Propriété de Vincent Bolloré, la société de presse Prisma Media est accusée de pratiques déloyales par son concurrent RL Mags, basé au Royaume-Uni et détenu par Frédéric Truskolaski (connu pour ses déboires judiciaires). Off Investigation vous raconte cette bagarre entre deux éditeurs de presse en pleine conquête d’un marché particulièrement lucratif : celui des programmes télé destinés aux seniors français.
Vendredi 13 décembre, tribunal de commerce de Paris. Trois avocats en robe se préparent à défendre leurs clients, respectivement RL Mags et Prisma Media, deux éditeurs de presse magazine. Le premier, appartenant à Frédéric Truskolaski, accuse le second, du groupe Vivendi (Bolloré), de concurrence déloyale pour avoir lancé le 30 novembre dernier Programmes Télé 15 jours, un magazine de presse de programmes télévisés semblable à son propre titre Télé 15 jours, créé en 2019.
Pour la société RL Mags, l’objectif est de se protéger d’un concurrent qu’elle juge déloyal et qui pourrait grignoter ses parts de marché. Son titre Télé 15 jours se présente comme un guide de programmes plus lisible, moins cher et surtout destiné à un public plus âgé. Pour les avocats de RL Mags, le lancement de Programmes Télé 15 jours se fait déjà ressentir sur les ventes de son magazine, qui auraient baissé de 25% au cours de la semaine du lancement du quinzomadaire de Prisma. Rien de plus qu’une étrange corrélation, selon l’avocat de Prisma, qui souligne que la publication de Programmes Télé 15 jours est différée d’une semaine par rapport à celle de Télé 15 jours.
Bonnet blanc et blanc bonnet
Sous les yeux attentifs des présidents de séance, chaque partie met en avant ce qui caractérise son magazine face à son concurrent, dans un flot de grilles télé plus ou moins identiques. L’appellation novatrice de Télé 15 jours revendiquée par RL Mags ? Une inspiration de Télé 7 jours , signé Prisma, selon le groupe de Bolloré. La vente à 40 centimes moins cher de Programmes Télé 15 jours de Prisma ? Un appât pour les clients, qui y verront le même contenu pour moins cher, d’après RL Mags.
D’un côté comme de l’autre, on s’arrache surtout les revenus gourmands des grilles télé au profit de deux hommes au moins tout aussi gloutons : Prisma Media appartient à Vivendi, groupe de Vincent Bolloré, depuis son rachat en 2021, et RL Media est sous l’égide du multi-propriétaire de magazines de presse Frédéric Truskolaski, connu pour ses nombreux déboires judiciaires (L’informé, janvier 2024).
Entre les deux titres de presse, tout le monde semble se mélanger les pinceaux. Le 5 décembre, Europe 1 fait la promotion du nouveau magazine de sa société sœur : « Vous connaissez tous le Télé 5 jours, et bien voici le Télé 15 jours ! C’est pas le même groupe qui édite mais c’est presque le même titre », relate le chroniqueur, prononçant ainsi par erreur le nom du magazine concurrent. Voilà qui n’a pas échappé à RL Mags, qui souffle : « En plus, on a le même distributeur… ».
--
# Énoncé A
Pour chacune des affirmations suivantes, indiquez par oui ou par non si elle concorde avec l'article, et citez les mots de l'article qui tranchent : (i) le titre Télé 15 jours a été créé en 2019 ; (ii) Programmes Télé 15 jours coûte plus cher que Télé 15 jours ; (iii) Prisma Media appartient à Vivendi depuis un rachat en 2021.
# Énoncé B
Restituez les lignes des enregistrements sous forme de liste JSON de chaînes, à raison d'une chaîne par ligne et sans les lignes vides. Laissez les images de côté.
L'article et les enregistrements sont indépendants les uns des autres.

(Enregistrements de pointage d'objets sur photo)
--
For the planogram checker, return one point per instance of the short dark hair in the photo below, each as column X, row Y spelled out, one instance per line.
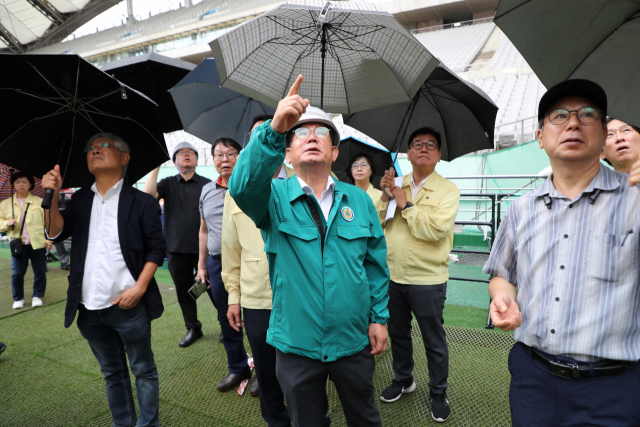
column 227, row 142
column 260, row 118
column 353, row 160
column 18, row 174
column 425, row 131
--
# Réponse attendue A
(i) Oui : « son propre titre Télé 15 jours, créé en 2019 ».
(ii) Non : « La vente à 40 centimes moins cher de Programmes Télé 15 jours de Prisma ».
(iii) Oui : « Prisma Media appartient à Vivendi, groupe de Vincent Bolloré, depuis son rachat en 2021 ».

# Réponse attendue B
[
  "For the planogram checker, return one point per instance of the short dark hair in the photo below, each as column X, row Y spelled out, one instance per line.",
  "column 227, row 142",
  "column 260, row 118",
  "column 353, row 160",
  "column 18, row 174",
  "column 425, row 131"
]